TASK STATEMENT
Return the data that follows exactly. Include every line.

RECORDS
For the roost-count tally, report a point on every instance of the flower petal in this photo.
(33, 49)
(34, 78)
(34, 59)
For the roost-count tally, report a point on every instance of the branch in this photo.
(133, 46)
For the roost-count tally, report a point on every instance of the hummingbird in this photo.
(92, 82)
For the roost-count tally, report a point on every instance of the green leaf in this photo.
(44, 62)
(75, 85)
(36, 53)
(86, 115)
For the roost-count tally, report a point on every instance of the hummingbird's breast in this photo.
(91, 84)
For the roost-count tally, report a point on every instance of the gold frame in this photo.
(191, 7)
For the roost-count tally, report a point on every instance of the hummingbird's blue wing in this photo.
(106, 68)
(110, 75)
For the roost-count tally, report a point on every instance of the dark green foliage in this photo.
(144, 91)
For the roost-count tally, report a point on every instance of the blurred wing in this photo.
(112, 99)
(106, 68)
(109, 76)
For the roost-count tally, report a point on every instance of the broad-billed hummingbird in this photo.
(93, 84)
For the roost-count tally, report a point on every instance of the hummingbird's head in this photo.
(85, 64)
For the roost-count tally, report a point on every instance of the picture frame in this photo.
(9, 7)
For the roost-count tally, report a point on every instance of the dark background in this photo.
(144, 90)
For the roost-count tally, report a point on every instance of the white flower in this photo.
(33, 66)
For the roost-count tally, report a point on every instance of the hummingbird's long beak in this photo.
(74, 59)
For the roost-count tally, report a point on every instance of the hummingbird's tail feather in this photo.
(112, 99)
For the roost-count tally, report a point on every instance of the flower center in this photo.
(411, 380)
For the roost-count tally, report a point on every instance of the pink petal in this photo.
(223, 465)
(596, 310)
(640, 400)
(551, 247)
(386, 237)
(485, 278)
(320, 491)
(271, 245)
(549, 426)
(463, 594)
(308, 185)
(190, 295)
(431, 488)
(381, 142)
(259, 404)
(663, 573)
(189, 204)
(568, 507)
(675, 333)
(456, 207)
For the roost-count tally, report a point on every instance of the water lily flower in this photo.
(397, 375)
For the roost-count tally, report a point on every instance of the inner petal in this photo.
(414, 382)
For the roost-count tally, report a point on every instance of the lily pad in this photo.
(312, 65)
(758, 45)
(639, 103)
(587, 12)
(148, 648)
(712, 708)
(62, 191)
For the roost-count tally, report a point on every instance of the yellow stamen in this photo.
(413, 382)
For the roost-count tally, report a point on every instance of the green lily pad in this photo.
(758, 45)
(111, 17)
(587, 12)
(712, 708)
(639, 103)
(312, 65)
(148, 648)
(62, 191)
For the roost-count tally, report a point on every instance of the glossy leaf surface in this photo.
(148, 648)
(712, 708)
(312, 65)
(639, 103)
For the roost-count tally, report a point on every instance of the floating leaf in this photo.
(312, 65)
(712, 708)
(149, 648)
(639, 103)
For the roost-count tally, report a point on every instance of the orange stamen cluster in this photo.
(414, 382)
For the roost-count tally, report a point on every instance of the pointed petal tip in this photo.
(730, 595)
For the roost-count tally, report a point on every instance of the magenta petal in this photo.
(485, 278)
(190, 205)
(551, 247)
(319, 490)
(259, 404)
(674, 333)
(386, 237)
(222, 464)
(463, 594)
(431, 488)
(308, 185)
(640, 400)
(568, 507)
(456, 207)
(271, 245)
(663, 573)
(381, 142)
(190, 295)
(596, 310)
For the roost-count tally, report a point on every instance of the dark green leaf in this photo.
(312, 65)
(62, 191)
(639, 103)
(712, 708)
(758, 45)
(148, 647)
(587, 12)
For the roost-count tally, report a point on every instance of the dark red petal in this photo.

SOLVED PROBLEM
For the roost-count tally, report a point on every instance of the flower petal in this photo.
(33, 49)
(34, 78)
(34, 59)
For the roost-count tally, report a point on every instance of the branch in this photo.
(133, 46)
For the roost-count tally, report a point on every instance of the hummingbird in this photo.
(92, 82)
For the roost-count tally, report a point on every instance of the green leaf in this photo.
(44, 62)
(75, 85)
(36, 53)
(86, 115)
For the roost-count tally, report a point on every instance of the hummingbird's breast in this photo.
(91, 84)
For the roost-count tally, report a point on every instance of the gold frame in this photo.
(191, 7)
For the roost-count tally, report a point on every instance of the hummingbird's blue wing in this photo.
(106, 68)
(110, 75)
For the roost-count tally, report a point on every instance of the dark green foliage in this photo.
(144, 91)
For the roost-count tally, report a point on every instance of the blurred wing in this photo.
(112, 99)
(106, 68)
(109, 76)
For the roost-count tally, report a point on every instance of the broad-billed hummingbird in this photo.
(93, 84)
For the roost-count tally, report a point on every instance of the hummingbird's head in this photo.
(85, 64)
For the roost-count tally, report a point on every instance of the picture frame in this photo.
(9, 7)
For the roost-count tally, report a point on every instance of the dark background in this photo.
(144, 90)
For the roost-count tally, report a point on every instance of the white flower in this photo.
(33, 66)
For the roost-count tally, report a point on every instance of the hummingbird's long beak in this photo.
(74, 59)
For the roost-count tally, report a point on every instance of the hummingbird's tail feather in this photo.
(112, 99)
For the roost-count tally, report a point on every instance of the flower center in this photo.
(411, 380)
For the roost-count tally, report a point on every instance of the pink petal in this photo.
(223, 465)
(596, 310)
(640, 400)
(551, 247)
(386, 237)
(485, 278)
(320, 491)
(271, 245)
(549, 426)
(463, 594)
(308, 185)
(190, 295)
(431, 488)
(381, 142)
(259, 404)
(663, 573)
(189, 204)
(568, 507)
(675, 333)
(456, 207)
For the roost-count tally, report a point on every instance of the water lily flower in this photo.
(397, 375)
For the roost-count tally, report a point on every instance of the inner petal in this photo.
(414, 382)
For the roost-count tally, report a point on every instance of the lily pad in this photo.
(312, 65)
(758, 45)
(639, 103)
(587, 12)
(148, 648)
(712, 708)
(62, 191)
For the roost-count tally, report a point on every instance of the yellow stamen in this photo.
(413, 382)
For the roost-count tally, report a point on every instance of the green lily pad in this photo.
(758, 45)
(111, 17)
(587, 12)
(712, 708)
(639, 103)
(312, 65)
(148, 648)
(62, 191)
For the roost-count tally, report a point on every instance of the glossy leaf surface in this photo.
(148, 648)
(712, 708)
(312, 65)
(639, 103)
For the roost-count tally, report a point on every instance of the floating leaf in this photo.
(312, 65)
(712, 708)
(149, 648)
(639, 103)
For the roost-count tally, report a point on every instance of the orange stamen cluster in this photo.
(414, 382)
For the roost-count tally, report a point on every instance of the pointed petal tip in this photo.
(730, 595)
For the roost-count tally, report a point on every instance of the magenta petal in this photo.
(485, 278)
(190, 205)
(551, 247)
(319, 490)
(259, 404)
(674, 333)
(386, 237)
(222, 464)
(463, 594)
(431, 488)
(308, 185)
(640, 400)
(568, 507)
(456, 207)
(271, 245)
(663, 573)
(381, 142)
(190, 295)
(596, 310)
For the roost-count tally, report a point on every instance of the dark green leaf in this photo.
(312, 65)
(62, 191)
(639, 103)
(712, 708)
(758, 45)
(148, 647)
(587, 12)
For the roost-count tally, report a point on every instance of the dark red petal in this photo.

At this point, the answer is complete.